> [OBJETIVO DA TAREFA] Reproduza, por favor, sem qualquer alteração, o trecho do texto em estudo começando em "Obrigado! Obrigado por" e seguindo até "Não tenhas medo!".

> [TEXTO EM ESTUDO]
_ _ _

Quando se trabalha em locais onde nada é justo (caso contrário não existiriam) mas se tem a honra de conhecer o melhor da humanidade, na face e acções de cada criança, existem momentos que ficam gravados na nossa mente como se em pedra se tratasse e tu sabes que és um abençoado por cuidares dos melhores do mundo. O coração acelera e os olhos choram quando uma criança pequena, sabe que está doente, que tem de fazer algo doloroso para o ajudar e, mesmo assim, diz para o médico, após este realizar o procedimento, algo como:

“Dr. portei-me bem? Dormi? Mas não me mexi pois não? Então portei-me bem?
Obrigado! Obrigado por tudo! Ah e Dr., quando fores mais velho, se precisares de pôr um cateter não tenhas medo, não dói! Metem-te a dormir e sentes só uma piquinha mas não dói! Não tenhas medo!
E como te chamas? E tu Dr.ª? E tu enfermeiro e enfermeira? Mãe aponta aí os nomes todos porque quero depois pedir uma foto para pôr no meu álbum!”.

_ _ _

> [Registos contidos num conjunto de dados]
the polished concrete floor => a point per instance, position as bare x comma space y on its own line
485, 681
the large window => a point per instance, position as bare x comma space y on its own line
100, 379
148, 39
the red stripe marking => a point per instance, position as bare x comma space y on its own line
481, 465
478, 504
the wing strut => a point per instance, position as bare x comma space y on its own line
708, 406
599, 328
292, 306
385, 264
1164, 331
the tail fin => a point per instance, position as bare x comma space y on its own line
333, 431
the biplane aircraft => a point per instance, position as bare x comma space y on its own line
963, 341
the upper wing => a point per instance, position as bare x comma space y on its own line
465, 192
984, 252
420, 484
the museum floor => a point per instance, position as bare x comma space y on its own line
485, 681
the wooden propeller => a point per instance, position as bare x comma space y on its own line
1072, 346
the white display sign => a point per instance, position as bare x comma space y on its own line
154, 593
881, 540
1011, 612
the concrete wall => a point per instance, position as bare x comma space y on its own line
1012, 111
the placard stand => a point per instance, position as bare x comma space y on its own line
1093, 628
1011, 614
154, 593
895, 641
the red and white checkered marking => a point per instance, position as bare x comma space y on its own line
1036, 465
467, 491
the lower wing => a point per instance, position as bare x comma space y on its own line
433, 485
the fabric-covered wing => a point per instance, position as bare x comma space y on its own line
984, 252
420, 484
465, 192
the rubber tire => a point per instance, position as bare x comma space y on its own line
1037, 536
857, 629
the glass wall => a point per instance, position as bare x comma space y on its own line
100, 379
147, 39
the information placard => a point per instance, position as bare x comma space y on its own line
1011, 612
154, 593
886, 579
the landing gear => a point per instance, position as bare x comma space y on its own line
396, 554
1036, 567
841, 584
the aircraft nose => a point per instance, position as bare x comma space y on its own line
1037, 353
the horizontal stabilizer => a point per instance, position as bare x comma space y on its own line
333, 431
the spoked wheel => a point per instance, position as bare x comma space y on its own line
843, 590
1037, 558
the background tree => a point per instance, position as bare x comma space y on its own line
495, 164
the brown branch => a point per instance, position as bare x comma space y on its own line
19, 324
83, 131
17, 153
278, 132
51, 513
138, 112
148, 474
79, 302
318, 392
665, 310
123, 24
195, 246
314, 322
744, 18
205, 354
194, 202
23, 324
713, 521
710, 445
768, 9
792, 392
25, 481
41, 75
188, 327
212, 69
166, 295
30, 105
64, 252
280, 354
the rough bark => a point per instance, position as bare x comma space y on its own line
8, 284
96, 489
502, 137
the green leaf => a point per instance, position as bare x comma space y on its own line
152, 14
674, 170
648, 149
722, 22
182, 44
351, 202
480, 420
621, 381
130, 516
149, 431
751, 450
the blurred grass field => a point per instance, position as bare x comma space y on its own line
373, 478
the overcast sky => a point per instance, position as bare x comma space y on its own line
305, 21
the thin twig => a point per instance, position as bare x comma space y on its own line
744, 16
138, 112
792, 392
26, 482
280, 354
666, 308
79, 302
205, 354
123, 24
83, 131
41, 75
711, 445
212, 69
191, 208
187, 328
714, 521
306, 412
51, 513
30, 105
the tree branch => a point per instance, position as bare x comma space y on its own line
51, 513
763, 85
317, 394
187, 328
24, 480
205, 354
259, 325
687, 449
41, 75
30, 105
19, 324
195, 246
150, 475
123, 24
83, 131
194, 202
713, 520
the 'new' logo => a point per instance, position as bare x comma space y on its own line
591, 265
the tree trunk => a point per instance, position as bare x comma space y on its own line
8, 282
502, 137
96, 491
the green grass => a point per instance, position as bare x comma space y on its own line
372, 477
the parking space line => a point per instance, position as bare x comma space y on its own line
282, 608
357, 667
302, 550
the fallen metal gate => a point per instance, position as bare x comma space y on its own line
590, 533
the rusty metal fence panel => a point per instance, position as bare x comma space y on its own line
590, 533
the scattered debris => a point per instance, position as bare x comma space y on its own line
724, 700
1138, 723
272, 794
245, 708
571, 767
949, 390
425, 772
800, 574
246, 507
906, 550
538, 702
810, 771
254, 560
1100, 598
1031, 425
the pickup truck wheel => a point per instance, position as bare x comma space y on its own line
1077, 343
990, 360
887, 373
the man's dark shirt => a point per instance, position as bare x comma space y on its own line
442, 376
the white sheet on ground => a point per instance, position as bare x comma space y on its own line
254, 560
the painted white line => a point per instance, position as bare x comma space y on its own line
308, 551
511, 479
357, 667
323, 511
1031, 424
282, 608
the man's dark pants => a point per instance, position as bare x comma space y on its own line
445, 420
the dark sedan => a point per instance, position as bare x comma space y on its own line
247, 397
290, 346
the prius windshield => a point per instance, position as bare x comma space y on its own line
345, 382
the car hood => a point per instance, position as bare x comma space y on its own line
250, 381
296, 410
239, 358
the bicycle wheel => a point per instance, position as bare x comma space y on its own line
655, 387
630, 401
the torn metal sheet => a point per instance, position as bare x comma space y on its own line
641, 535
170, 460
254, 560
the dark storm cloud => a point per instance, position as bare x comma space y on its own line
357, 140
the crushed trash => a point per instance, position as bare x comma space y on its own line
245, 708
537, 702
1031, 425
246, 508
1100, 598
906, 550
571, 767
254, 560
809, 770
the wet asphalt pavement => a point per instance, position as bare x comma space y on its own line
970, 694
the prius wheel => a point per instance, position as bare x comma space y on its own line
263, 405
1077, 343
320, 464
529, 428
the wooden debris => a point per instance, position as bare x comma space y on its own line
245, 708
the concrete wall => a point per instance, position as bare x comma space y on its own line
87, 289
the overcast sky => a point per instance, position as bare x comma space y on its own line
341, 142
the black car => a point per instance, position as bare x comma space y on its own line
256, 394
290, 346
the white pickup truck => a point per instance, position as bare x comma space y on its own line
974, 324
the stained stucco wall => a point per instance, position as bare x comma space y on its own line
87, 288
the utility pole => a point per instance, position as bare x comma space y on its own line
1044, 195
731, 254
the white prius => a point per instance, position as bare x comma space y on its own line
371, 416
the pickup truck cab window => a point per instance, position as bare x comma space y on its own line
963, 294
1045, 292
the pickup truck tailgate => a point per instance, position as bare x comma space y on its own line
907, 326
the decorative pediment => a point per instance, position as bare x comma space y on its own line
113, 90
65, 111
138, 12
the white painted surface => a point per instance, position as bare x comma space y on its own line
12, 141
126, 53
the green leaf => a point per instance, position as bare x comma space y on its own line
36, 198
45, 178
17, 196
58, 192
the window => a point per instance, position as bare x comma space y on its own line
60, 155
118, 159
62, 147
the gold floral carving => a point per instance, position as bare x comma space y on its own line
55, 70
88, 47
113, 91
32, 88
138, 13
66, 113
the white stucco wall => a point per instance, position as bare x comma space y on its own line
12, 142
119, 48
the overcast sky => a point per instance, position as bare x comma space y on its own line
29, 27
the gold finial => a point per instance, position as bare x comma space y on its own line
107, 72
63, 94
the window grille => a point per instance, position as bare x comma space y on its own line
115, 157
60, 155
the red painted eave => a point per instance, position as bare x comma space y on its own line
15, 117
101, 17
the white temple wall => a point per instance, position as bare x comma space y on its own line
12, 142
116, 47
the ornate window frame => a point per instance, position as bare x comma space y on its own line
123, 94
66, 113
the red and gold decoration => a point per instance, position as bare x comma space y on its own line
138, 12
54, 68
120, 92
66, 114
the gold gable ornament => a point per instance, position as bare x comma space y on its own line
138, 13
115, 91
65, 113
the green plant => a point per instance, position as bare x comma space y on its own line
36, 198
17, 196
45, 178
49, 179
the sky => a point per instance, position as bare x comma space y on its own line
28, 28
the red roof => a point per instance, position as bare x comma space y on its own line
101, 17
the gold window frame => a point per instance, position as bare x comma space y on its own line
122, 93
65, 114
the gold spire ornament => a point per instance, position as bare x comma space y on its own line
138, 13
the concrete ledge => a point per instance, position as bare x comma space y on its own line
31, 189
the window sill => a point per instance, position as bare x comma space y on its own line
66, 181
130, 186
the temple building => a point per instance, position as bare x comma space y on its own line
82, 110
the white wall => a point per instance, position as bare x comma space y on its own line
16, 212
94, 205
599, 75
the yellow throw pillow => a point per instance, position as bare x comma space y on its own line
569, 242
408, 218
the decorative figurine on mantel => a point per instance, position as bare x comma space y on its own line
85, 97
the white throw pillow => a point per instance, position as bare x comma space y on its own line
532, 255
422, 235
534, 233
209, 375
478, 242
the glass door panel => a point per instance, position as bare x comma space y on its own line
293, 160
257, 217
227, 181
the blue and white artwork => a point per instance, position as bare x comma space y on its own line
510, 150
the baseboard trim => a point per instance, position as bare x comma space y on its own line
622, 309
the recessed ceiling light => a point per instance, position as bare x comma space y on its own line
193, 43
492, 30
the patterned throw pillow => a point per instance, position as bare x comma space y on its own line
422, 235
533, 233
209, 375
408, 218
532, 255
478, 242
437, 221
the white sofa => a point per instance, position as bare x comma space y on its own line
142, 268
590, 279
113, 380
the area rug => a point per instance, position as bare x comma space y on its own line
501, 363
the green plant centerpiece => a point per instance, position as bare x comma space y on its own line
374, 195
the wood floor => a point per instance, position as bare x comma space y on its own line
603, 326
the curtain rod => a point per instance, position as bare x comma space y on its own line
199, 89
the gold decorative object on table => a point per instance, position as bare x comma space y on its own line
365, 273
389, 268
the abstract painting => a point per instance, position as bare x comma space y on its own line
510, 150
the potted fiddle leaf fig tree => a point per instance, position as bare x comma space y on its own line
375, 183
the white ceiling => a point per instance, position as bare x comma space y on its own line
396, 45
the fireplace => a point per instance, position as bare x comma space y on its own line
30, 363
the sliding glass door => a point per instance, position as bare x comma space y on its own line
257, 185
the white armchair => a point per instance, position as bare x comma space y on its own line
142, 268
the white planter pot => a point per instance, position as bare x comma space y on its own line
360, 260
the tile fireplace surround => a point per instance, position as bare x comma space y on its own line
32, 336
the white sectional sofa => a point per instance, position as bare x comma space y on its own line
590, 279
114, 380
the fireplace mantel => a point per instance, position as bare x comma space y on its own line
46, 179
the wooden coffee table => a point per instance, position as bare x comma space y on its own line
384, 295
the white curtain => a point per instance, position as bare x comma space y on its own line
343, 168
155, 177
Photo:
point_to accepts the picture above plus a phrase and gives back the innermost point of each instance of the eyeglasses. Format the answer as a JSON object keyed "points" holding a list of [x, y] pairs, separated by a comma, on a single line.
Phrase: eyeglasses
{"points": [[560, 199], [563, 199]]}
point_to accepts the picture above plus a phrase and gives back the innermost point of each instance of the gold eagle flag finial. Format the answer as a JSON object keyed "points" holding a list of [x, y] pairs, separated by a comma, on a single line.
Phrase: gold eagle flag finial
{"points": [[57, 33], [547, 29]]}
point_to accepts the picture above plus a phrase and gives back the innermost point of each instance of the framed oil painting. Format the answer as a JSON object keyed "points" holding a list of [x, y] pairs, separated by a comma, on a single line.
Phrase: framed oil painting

_ _ _

> [RESPOSTA A SEGUIR]
Obrigado! Obrigado por tudo! Ah e Dr., quando fores mais velho, se precisares de pôr um cateter não tenhas medo, não dói! Metem-te a dormir e sentes só uma piquinha mas não dói! Não tenhas medo!